═════ Source material ═════

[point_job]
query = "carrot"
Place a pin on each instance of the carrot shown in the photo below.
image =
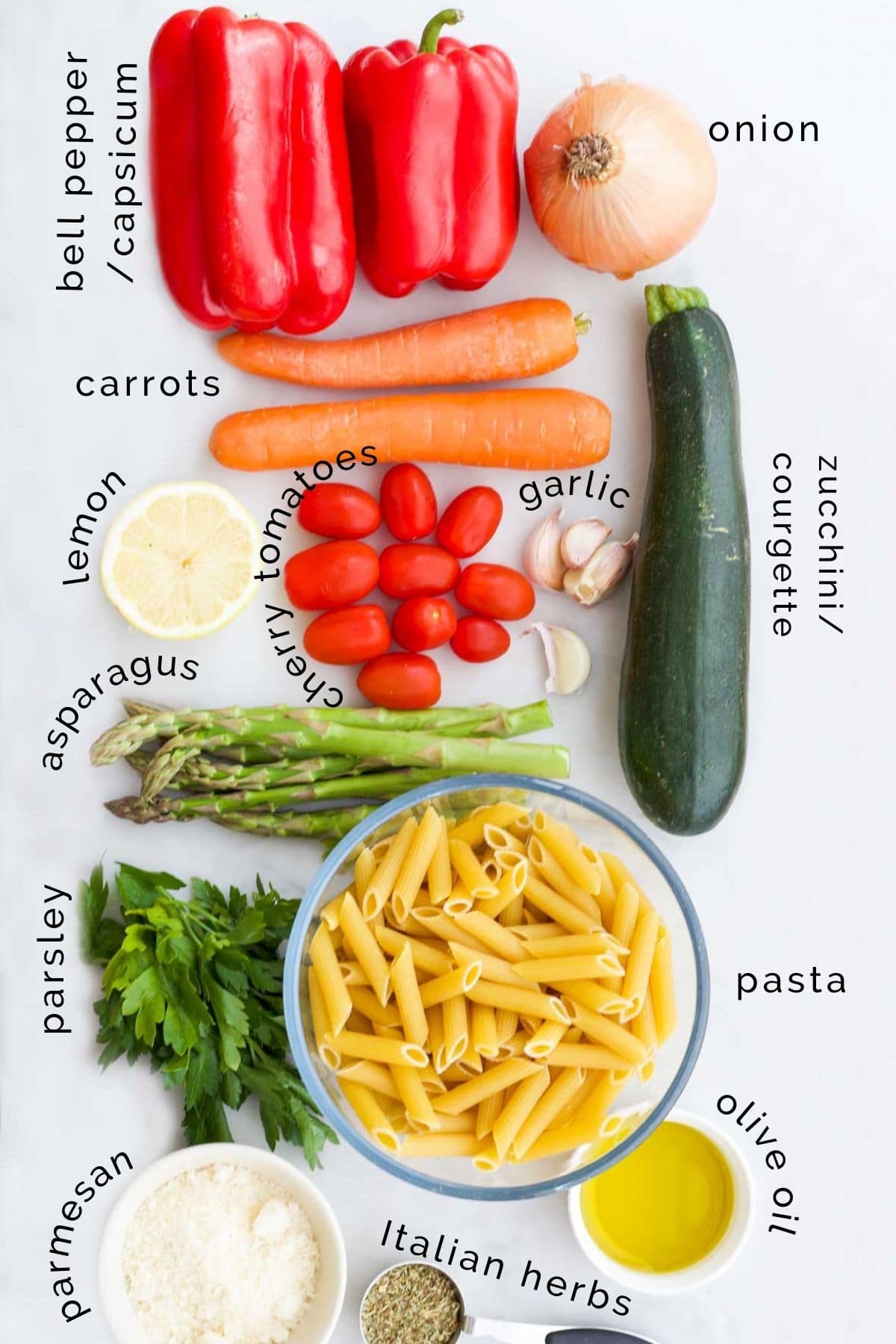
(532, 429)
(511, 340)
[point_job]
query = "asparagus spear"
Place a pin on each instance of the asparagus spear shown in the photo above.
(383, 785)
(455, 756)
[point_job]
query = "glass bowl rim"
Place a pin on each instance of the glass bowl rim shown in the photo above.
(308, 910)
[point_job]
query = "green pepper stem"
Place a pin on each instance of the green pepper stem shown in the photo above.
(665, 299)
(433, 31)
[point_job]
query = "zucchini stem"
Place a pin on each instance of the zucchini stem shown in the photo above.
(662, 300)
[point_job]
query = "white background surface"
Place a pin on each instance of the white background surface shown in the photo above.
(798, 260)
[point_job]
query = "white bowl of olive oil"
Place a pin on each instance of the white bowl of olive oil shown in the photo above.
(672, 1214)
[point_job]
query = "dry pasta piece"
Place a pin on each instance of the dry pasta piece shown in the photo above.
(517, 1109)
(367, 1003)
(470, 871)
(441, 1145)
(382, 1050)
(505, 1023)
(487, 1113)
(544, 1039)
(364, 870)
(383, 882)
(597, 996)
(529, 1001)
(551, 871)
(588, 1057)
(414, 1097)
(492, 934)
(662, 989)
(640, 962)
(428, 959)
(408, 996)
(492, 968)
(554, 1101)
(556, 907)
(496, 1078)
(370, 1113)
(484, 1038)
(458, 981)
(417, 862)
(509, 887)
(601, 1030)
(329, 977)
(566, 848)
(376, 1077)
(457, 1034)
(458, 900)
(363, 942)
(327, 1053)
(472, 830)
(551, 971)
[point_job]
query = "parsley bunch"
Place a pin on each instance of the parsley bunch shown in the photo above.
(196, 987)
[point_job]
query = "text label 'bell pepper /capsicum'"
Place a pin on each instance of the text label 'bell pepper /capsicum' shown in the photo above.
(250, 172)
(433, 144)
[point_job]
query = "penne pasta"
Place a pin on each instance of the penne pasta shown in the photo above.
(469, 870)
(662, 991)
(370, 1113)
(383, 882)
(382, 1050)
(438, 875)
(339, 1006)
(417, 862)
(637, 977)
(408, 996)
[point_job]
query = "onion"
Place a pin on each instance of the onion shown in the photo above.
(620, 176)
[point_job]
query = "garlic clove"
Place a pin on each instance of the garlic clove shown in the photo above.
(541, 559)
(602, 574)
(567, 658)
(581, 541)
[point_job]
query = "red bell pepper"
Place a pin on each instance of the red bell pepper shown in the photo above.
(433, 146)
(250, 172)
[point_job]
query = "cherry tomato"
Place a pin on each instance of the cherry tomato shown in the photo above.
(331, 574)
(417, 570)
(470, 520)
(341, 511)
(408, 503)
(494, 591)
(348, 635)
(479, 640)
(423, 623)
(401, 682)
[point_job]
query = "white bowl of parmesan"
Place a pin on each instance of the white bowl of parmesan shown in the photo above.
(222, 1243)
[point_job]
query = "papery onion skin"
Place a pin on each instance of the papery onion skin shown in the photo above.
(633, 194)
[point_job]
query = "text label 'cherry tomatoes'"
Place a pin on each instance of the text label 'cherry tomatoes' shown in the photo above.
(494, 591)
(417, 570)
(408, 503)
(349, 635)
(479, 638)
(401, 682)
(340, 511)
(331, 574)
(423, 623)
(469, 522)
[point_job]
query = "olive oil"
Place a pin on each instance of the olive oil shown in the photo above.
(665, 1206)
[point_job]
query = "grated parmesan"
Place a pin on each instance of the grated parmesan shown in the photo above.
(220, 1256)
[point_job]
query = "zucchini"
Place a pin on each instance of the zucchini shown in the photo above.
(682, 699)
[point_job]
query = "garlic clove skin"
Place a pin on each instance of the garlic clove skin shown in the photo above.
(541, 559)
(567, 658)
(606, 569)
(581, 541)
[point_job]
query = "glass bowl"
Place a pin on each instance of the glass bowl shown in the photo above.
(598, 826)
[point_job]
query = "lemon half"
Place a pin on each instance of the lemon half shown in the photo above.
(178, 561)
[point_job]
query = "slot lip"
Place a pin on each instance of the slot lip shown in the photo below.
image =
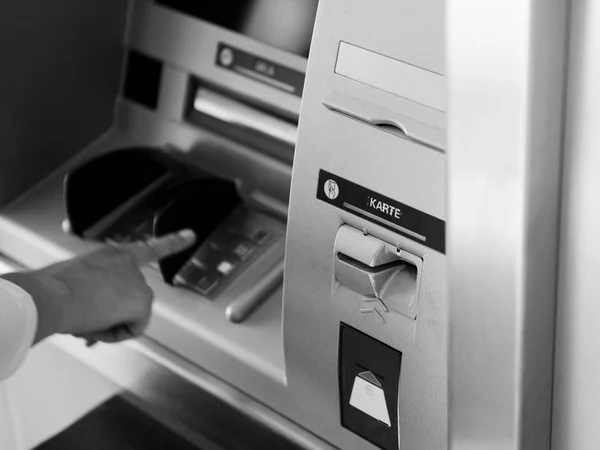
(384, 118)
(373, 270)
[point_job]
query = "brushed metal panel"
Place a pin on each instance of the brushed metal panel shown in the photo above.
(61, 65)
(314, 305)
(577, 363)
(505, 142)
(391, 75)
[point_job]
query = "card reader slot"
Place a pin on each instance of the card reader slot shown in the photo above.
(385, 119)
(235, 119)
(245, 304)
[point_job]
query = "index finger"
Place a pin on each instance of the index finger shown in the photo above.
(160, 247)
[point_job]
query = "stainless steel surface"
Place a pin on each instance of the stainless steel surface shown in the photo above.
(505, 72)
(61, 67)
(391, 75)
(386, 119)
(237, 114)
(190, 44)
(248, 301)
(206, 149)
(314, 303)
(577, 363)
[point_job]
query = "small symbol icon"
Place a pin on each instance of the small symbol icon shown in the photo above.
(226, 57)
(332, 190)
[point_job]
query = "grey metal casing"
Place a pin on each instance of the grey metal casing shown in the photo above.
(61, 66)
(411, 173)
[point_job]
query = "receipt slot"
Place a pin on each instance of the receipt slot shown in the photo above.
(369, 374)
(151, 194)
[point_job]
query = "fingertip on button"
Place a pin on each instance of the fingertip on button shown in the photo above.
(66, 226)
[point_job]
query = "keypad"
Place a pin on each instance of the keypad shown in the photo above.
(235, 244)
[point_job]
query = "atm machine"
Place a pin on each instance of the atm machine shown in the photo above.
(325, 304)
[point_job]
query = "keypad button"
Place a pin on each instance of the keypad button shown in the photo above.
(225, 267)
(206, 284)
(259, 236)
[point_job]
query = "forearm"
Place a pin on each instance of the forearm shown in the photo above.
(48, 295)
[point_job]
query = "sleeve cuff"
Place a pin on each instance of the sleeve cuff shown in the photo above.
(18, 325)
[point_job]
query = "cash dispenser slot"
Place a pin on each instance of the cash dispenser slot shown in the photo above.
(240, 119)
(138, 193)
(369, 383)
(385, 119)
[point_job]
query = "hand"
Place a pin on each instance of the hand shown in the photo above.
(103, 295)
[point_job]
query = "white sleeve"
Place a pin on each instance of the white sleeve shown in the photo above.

═════

### [What the task requires]
With the images left out, set down each record exactly as it appears.

### [Finished task]
[point_job]
query = "carrot"
Place a pin on each instance of the carrot shown in the photo below.
image =
(532, 429)
(511, 340)
[point_job]
query = "asparagus spear"
Place a pin on each instance of the asparagus spear shown in the photo above.
(383, 785)
(455, 756)
[point_job]
query = "glass bowl rim"
Place a pin on each instance of the glass bowl rim shown in the photo above.
(308, 910)
[point_job]
query = "green pepper stem"
Place a pin on each instance of the green pepper stem shown in the photo above.
(665, 299)
(433, 31)
[point_job]
query = "zucchini stem"
Place a pin on each instance of the zucchini stem shown in the photo above.
(662, 300)
[point_job]
query = "white background surface"
Place a pin on each instance of the white background surface shown in the photo above.
(798, 260)
[point_job]
query = "white bowl of olive oil"
Place a pin on each instance of the white bowl of olive oil shown in the photo above.
(672, 1214)
[point_job]
query = "dry pasta piece"
Place a pin on each instance of the dry pasta piece shown in the photo above.
(517, 1109)
(367, 1003)
(470, 871)
(441, 1145)
(382, 1050)
(505, 1023)
(487, 1113)
(544, 1039)
(364, 870)
(383, 882)
(597, 996)
(529, 1001)
(551, 871)
(588, 1057)
(414, 1097)
(492, 934)
(662, 989)
(640, 962)
(428, 959)
(408, 996)
(492, 968)
(554, 1101)
(556, 907)
(496, 1078)
(370, 1113)
(484, 1038)
(458, 981)
(417, 862)
(509, 887)
(601, 1030)
(329, 977)
(566, 848)
(376, 1077)
(457, 1034)
(458, 900)
(363, 942)
(327, 1053)
(472, 830)
(551, 971)
[point_job]
query = "parsley bunch"
Place a pin on each instance of the parsley bunch shown in the photo above.
(196, 987)
[point_job]
query = "text label 'bell pepper /capsicum'"
Place a pin on each instance of the text label 'bell pepper /capsicum' shown in the photo above.
(250, 172)
(433, 144)
[point_job]
query = "penne pasta"
Place a pin on each instance of the penne pasta shown in the photo above.
(469, 870)
(662, 991)
(370, 1113)
(383, 882)
(382, 1050)
(438, 875)
(339, 1006)
(417, 862)
(637, 977)
(408, 996)
[point_job]
query = "onion"
Place a pin on each instance of the onion shown in the photo above.
(620, 176)
[point_job]
query = "garlic clove"
Place a pin on each instance of the garlic clove shown in the photo above.
(541, 559)
(602, 574)
(567, 658)
(581, 541)
[point_job]
query = "red bell pepper"
Place a pin on each instance of the red bell pepper shown in the photo above.
(433, 146)
(250, 172)
[point_job]
query = "cherry tomato"
Place a pin on each instance of the cherry tomato shown in the photo above.
(331, 574)
(417, 570)
(470, 520)
(341, 511)
(408, 503)
(494, 591)
(348, 635)
(479, 640)
(423, 623)
(401, 682)
[point_job]
query = "white bowl of parmesan"
Place a pin on each instance of the white bowl of parmesan shown in the photo above.
(222, 1243)
[point_job]
query = "papery onion skin"
Place a pin on each instance of the papery onion skin shown in the photo above.
(633, 194)
[point_job]
query = "text label 'cherry tomatoes'"
Place a pin on each instance of the text label 'cherry tomatoes' shown in the photo above.
(494, 591)
(417, 570)
(408, 503)
(349, 635)
(479, 638)
(401, 682)
(340, 511)
(331, 574)
(423, 623)
(469, 522)
[point_job]
query = "olive oil"
Place a pin on each instance of the olive oil shown in the photo above.
(665, 1206)
[point_job]
query = "grated parmesan"
Place a pin on each instance of the grated parmesan shown in the photo above.
(220, 1256)
[point_job]
query = "zucchini"
Place a pin on each instance of the zucchini shown in the photo above.
(682, 699)
[point_job]
query = "garlic clove skin"
Place a pin on each instance of the garlic clove skin shown in the photo above.
(541, 559)
(567, 658)
(606, 569)
(581, 541)
[point_job]
query = "glass bowl"
Place a pin on each instance of the glass bowl shown in the photo above.
(598, 826)
[point_job]
query = "lemon half"
Place a pin on each instance of the lemon half shown in the photo above.
(178, 561)
[point_job]
query = "slot lip"
Place a pin on each instance of the slot lip shown in the photo below.
image =
(384, 118)
(373, 270)
[point_job]
query = "brushed metal panel"
Place a pin on each instance of the brushed metal panel shown in the photo above.
(61, 65)
(314, 305)
(577, 363)
(505, 142)
(391, 75)
[point_job]
query = "card reader slot"
Place a pin on each instance of the card reader slot shown in the photo above.
(385, 119)
(235, 119)
(245, 304)
[point_job]
query = "index finger"
Place a pin on each instance of the index finger shown in the photo above.
(160, 247)
[point_job]
query = "stainless steel surface"
Place a pin on each instance of the stainless steel surface shown in the photo above.
(505, 72)
(61, 67)
(391, 75)
(386, 119)
(237, 114)
(190, 44)
(248, 301)
(206, 149)
(314, 303)
(577, 363)
[point_job]
query = "small symbol icon"
Place a pin on each instance of the small symbol icon shown in the photo above.
(226, 57)
(332, 190)
[point_job]
query = "grey metal casing"
Place a pin on each instance of the grey metal casing shown in the photo above.
(61, 66)
(411, 173)
[point_job]
query = "receipt slot"
Place a pin on each instance of the receipt slot shown in the photo above.
(369, 374)
(151, 194)
[point_job]
query = "fingertip on button"
Place a pin on each instance of the fingertip on button shown in the photo above.
(66, 226)
[point_job]
query = "keypad"
Place a pin on each instance of the keypad shown in the photo above.
(235, 244)
[point_job]
query = "atm machine"
Place a pin on each instance of the atm machine shown in the photo above.
(325, 304)
[point_job]
query = "keypad button"
Place a pin on each instance of the keypad button shown in the photo above.
(225, 267)
(206, 284)
(259, 236)
[point_job]
query = "forearm"
Place a pin on each instance of the forearm shown in the photo above.
(48, 295)
[point_job]
query = "sleeve cuff"
Place a pin on each instance of the sleeve cuff shown in the photo above.
(18, 325)
[point_job]
query = "cash dispenser slot"
Place a pin on each instance of the cash dispenser slot shown in the photo above.
(240, 119)
(138, 193)
(369, 383)
(385, 119)
[point_job]
query = "hand"
Place a pin on each instance of the hand shown in the photo above.
(103, 295)
[point_job]
query = "white sleeve"
Place a pin on each instance of the white sleeve shown in the photo above.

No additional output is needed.